Susac syndrome is a rare autoimmune endotheliopathy with predilection for brain, retina, and cochlea (1). A presumed autoimmune vasculitic mechanism has been proposed, resulting in microangiopathy affecting the arterioles of the brain, retina, and cochlea (1–4). The syndrome usually affects women in the second decade of life, with female to male ratio being 3:1 (3,4). To date, approximately 80 cases have been reported. Patients typically present with low-frequency hearing loss were detected with audiometry. Headaches are frequently present in addition to tinnitus and often some degree of paranoia (1–4). Partial vision loss is caused by branch retinal artery vasculitis and occlusions (5,6). Abnormalities on brain magnetic resonance imaging (MRI) always show corpus callosum involvement. The mainstay of treatment is systemic corticosteroids and immunosuppressive medications (6–8).
Central serous chorioretinopathy (CSC) is characterized by a serous macular detachment due to a focal disruption in the outer blood–retinal barrier and increased choroidal permeability (9). Although the pathoetiology of CSC is unknown, it is associated with states of hypercortisolism, such as Cushing syndrome, pregnancy, and systemic glucocorticoid therapy.
We report a patient with Susac syndrome who developed CSC.
A 32-year-old woman reported a 1-week history of blurred vision and metamorphopsia in her left eye. For the past 3 weeks, she had experienced decreased hearing with tinnitus and migraine with aura and complained of an unsteady gait, intermittent paresthesias of the face and lower extremities, emotional lability, and forgetfulness. She was previously healthy and had no remarkable medical history other than cold hands and intermittent hypotension. She had never used topical or systemic corticosteroids.

◆ Task requirements:
1. Extract the passage on Susac syndrome verbatim, from "Central serous chorioretinopathy" up to and including "systemic glucocorticoid therapy.".
2. Continue the passage on Susac syndrome from the point where it stops.

◆ Information shown:

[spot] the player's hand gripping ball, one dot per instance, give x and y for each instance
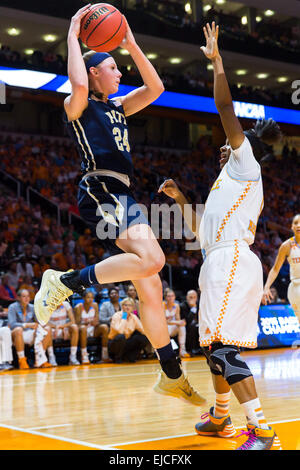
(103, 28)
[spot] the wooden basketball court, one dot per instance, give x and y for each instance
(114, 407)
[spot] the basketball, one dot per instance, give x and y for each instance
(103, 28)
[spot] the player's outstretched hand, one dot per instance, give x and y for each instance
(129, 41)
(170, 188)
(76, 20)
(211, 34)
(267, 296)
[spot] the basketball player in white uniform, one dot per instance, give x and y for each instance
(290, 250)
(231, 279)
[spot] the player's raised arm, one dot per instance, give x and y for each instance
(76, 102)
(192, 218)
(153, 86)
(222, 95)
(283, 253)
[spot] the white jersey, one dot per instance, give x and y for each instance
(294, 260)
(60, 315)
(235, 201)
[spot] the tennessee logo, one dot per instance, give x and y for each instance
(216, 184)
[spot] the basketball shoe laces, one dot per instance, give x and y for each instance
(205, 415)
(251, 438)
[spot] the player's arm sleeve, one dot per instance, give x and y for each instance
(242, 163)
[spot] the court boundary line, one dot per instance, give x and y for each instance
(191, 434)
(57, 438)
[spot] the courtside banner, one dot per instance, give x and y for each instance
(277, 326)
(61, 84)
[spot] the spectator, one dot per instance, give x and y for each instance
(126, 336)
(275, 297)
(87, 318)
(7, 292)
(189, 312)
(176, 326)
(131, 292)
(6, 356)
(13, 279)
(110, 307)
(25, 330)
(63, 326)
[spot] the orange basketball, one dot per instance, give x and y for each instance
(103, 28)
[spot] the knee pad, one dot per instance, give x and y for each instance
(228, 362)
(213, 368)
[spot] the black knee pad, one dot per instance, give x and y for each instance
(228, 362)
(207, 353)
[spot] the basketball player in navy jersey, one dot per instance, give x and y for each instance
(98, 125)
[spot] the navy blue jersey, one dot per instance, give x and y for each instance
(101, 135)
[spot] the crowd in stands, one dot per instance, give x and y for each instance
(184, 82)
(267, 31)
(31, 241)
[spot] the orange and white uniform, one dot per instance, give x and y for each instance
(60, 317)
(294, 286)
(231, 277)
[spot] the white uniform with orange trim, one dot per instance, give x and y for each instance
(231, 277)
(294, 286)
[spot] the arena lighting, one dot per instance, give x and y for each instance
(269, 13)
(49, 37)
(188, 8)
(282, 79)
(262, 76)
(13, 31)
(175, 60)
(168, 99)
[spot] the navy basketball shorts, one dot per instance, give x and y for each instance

◆ Answers for each item:
1.
Central serous chorioretinopathy (CSC) is characterized by a serous macular detachment due to a focal disruption in the outer blood–retinal barrier and increased choroidal permeability (9). Although the pathoetiology of CSC is unknown, it is associated with states of hypercortisolism, such as Cushing syndrome, pregnancy, and systemic glucocorticoid therapy.

2.
Visual acuity was 20/20, right eye and 20/40 left eye. The anterior segments of both eyes were unremarkable. Fundus examination revealed bilateral multiple peripheral retinal arteriolar occlusions and serous elevation of the left macula. The sites of retinal arterial occlusion were not localized at arterial bifurcation. Fluorescein angiography demonstrated bilateral peripheral arteriolar wall hyperfluorescence distant to areas of arteriolar segmental occlusion (Fig. 1). In the left eye, there was focal dye leakage near the fovea with a neurosensory retinal detachment (Fig. 2). This was confirmed by optical coherence tomography (Fig. 3).
Neurological examination revealed an ataxic gait and cognitive dysfunction with memory loss. Brain MRI disclosed periventricular white matter lesions and punctuate hyperintense foci within the corpus callosum (Fig. 4). Audiometric evaluation revealed bilateral asymmetric sensorineural hearing loss more pronounced for lower frequencies.
The patient was treated with cyclophosphamide and intravenous immunoglobulin. Steroids were not prescribed because of the presence of CSC. The patient improved dramatically with resolution of her neurologic findings except for a mild hearing deficit. In addition, CSC resolved and fluorescein angiography became normal. Treatment was stopped after 6 months.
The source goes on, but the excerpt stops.